TASK DIRECTIONS: Give back exactly the lines from the one holding "I would appreciate it if you could identify the chain-link" to the bottom of the material, both included, and nothing more. No pictures.

RECORDS FOR THE TASK:
━━━
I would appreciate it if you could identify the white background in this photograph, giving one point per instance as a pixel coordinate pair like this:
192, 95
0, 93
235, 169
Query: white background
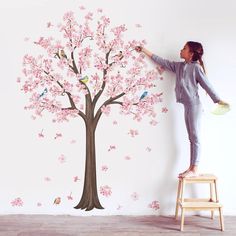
25, 160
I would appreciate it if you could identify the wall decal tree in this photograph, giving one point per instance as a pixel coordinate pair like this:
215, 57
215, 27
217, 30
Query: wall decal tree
82, 73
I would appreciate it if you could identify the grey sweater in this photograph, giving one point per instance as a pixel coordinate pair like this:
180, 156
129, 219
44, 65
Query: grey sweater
188, 76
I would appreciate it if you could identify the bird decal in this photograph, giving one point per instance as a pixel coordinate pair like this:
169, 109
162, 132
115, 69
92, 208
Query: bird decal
145, 93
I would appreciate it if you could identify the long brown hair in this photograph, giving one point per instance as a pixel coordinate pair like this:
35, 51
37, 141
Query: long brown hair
197, 50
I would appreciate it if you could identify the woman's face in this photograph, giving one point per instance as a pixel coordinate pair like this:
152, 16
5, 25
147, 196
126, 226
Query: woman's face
185, 53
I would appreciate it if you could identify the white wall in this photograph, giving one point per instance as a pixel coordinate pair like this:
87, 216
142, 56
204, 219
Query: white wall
27, 160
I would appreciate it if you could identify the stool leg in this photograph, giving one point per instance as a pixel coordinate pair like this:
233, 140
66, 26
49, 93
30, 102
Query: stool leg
177, 199
182, 219
221, 219
211, 199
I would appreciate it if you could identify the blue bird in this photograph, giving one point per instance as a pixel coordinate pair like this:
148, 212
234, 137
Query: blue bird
43, 93
143, 95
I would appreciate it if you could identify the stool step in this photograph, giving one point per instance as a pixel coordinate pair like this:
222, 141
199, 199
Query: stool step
192, 206
201, 178
197, 200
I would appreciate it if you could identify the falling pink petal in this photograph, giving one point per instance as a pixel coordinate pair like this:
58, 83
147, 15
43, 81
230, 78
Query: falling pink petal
47, 179
153, 122
69, 197
41, 135
62, 158
115, 122
138, 25
164, 110
160, 69
76, 178
58, 135
127, 158
17, 202
105, 191
81, 7
133, 133
49, 24
135, 196
154, 205
104, 168
33, 117
112, 147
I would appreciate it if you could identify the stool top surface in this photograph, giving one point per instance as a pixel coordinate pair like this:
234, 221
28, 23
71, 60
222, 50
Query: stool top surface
201, 177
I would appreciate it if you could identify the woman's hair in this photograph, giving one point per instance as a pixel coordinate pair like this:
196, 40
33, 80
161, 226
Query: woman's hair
197, 50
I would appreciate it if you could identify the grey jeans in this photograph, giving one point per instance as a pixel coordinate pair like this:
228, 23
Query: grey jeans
192, 115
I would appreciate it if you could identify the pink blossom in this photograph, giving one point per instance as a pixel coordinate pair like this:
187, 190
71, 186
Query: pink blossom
105, 191
154, 205
17, 202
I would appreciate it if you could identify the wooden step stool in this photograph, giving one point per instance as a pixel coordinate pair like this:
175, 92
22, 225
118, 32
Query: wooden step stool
198, 204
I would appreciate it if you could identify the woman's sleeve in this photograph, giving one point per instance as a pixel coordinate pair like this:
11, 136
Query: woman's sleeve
169, 65
205, 84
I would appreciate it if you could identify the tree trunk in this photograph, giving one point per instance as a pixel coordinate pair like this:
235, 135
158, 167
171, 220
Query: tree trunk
89, 199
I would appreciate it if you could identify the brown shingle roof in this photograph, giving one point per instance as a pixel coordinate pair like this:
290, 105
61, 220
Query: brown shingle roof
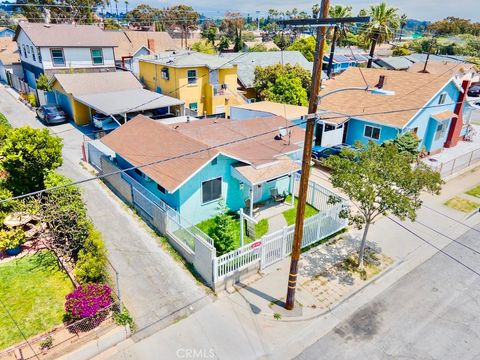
9, 51
143, 140
66, 35
412, 91
94, 83
129, 42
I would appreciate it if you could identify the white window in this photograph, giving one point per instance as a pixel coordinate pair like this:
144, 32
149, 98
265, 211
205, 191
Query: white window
58, 59
192, 76
211, 190
372, 132
97, 56
442, 99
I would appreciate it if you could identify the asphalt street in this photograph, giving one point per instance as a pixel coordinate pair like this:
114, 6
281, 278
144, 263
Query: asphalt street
431, 313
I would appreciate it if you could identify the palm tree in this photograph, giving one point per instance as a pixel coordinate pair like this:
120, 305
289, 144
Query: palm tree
381, 28
403, 22
337, 11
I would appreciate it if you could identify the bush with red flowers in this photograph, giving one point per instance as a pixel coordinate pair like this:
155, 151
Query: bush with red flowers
88, 300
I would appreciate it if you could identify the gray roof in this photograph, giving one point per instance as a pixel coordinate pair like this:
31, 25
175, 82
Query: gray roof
394, 62
65, 35
247, 62
120, 102
423, 57
186, 58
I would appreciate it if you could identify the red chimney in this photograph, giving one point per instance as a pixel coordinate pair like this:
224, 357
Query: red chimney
457, 122
151, 45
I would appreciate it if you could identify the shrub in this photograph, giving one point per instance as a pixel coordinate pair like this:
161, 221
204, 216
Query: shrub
27, 155
223, 231
87, 300
92, 259
10, 239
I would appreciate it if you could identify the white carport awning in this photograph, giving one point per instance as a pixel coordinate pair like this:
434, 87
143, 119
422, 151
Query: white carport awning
121, 102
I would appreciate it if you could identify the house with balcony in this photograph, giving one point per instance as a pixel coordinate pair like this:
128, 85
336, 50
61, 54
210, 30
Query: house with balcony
206, 83
429, 105
63, 48
199, 171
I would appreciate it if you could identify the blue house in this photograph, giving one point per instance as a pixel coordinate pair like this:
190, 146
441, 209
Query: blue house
6, 32
197, 173
425, 104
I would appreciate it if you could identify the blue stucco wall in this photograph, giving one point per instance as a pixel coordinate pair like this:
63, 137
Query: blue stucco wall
188, 199
356, 130
426, 125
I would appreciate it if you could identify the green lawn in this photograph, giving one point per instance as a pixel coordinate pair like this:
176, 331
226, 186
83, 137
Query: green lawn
290, 214
33, 288
461, 204
475, 191
261, 229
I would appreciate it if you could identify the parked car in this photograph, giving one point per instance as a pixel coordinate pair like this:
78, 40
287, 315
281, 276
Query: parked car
98, 120
319, 152
51, 114
474, 90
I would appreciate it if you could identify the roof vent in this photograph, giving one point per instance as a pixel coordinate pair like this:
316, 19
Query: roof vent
381, 81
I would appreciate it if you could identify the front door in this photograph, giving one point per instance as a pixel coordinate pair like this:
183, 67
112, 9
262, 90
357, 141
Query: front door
257, 193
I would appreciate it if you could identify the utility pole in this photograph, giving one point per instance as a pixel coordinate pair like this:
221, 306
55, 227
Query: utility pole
309, 132
307, 156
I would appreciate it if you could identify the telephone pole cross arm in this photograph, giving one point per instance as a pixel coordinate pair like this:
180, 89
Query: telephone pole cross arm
322, 24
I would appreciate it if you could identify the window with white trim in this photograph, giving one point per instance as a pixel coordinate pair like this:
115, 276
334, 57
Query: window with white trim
211, 190
371, 132
442, 98
58, 59
97, 56
192, 76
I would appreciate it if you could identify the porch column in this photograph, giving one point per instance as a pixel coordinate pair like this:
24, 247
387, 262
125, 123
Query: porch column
251, 200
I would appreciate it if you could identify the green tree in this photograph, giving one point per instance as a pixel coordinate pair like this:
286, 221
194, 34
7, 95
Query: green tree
306, 45
287, 89
43, 83
27, 155
64, 211
203, 47
223, 231
209, 32
266, 76
407, 144
379, 180
184, 17
381, 28
92, 259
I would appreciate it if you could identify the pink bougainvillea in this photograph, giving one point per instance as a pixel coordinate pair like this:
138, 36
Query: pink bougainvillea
87, 300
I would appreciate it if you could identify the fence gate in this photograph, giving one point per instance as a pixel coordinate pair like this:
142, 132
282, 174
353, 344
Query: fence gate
273, 248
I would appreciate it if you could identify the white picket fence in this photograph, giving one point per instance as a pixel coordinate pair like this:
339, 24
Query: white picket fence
275, 246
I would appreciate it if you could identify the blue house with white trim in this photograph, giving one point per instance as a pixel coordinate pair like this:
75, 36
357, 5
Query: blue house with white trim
424, 104
195, 171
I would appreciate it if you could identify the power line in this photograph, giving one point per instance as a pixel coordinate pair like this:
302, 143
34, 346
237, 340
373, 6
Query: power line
158, 161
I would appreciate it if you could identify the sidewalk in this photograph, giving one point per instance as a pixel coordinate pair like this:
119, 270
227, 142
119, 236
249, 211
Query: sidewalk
240, 325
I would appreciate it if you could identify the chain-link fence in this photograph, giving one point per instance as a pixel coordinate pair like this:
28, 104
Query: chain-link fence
63, 338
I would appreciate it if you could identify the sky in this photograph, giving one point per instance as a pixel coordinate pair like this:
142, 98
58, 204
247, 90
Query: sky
415, 9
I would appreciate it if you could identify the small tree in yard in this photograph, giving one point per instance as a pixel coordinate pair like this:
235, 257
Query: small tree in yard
223, 231
407, 144
380, 180
27, 154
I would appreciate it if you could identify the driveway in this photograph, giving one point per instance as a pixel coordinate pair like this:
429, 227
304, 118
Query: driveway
155, 289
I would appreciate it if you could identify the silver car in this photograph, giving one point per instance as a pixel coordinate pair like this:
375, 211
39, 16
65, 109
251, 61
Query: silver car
51, 115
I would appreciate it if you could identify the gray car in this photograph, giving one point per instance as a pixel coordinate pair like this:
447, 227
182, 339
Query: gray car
51, 115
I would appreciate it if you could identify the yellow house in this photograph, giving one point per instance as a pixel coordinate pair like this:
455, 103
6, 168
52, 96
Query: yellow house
206, 83
118, 95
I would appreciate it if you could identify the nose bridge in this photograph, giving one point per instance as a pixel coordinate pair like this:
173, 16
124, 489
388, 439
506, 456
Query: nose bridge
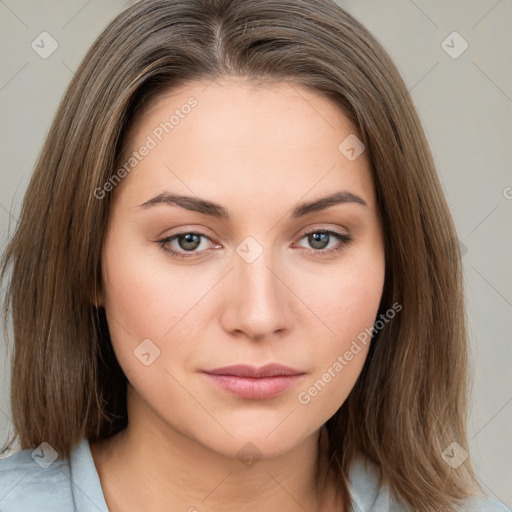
━━━
ANSWER TO THE TASK:
I would appreciate it if you could identify the chain-link fence in this photograph, giving one point per instance as a pixel coordinate pair like this:
28, 104
Query: chain-link fence
63, 338
I would appreciate it if you could identify the sky in this photograph, giving one point per instance as a pixel coordinate pair like this:
142, 98
58, 204
247, 90
Query: sky
415, 9
I would appreciate it if you could identify the small tree in yard in this photograph, giving one point per instance as a pixel coordinate pair like this:
235, 257
Query: small tree in yard
223, 231
407, 144
380, 180
27, 154
I would appreciate it if you could identify the driveway in this photograph, giving one point per instance as a pixel coordinate pair like this:
429, 227
304, 118
Query: driveway
155, 289
I would appreciate it if you could identify the silver car in this photograph, giving one point per instance as a pixel coordinate pair like this:
375, 211
39, 16
65, 109
251, 61
Query: silver car
51, 115
I would appreciate it if you could identify the gray car in this photograph, giving one point per instance as a pixel coordinate pair like this:
447, 227
182, 339
Query: gray car
51, 115
I would appreciate it if you could identify the yellow house in this photograph, giving one point per instance as a pixel coordinate pair like this:
455, 103
6, 168
52, 96
Query: yellow house
206, 83
118, 95
I would appreciate it if you could identify the nose bridge in this photograph, giving one point per instance as a pixel coordinate pair like this:
173, 16
124, 489
388, 439
506, 456
Query: nose bridge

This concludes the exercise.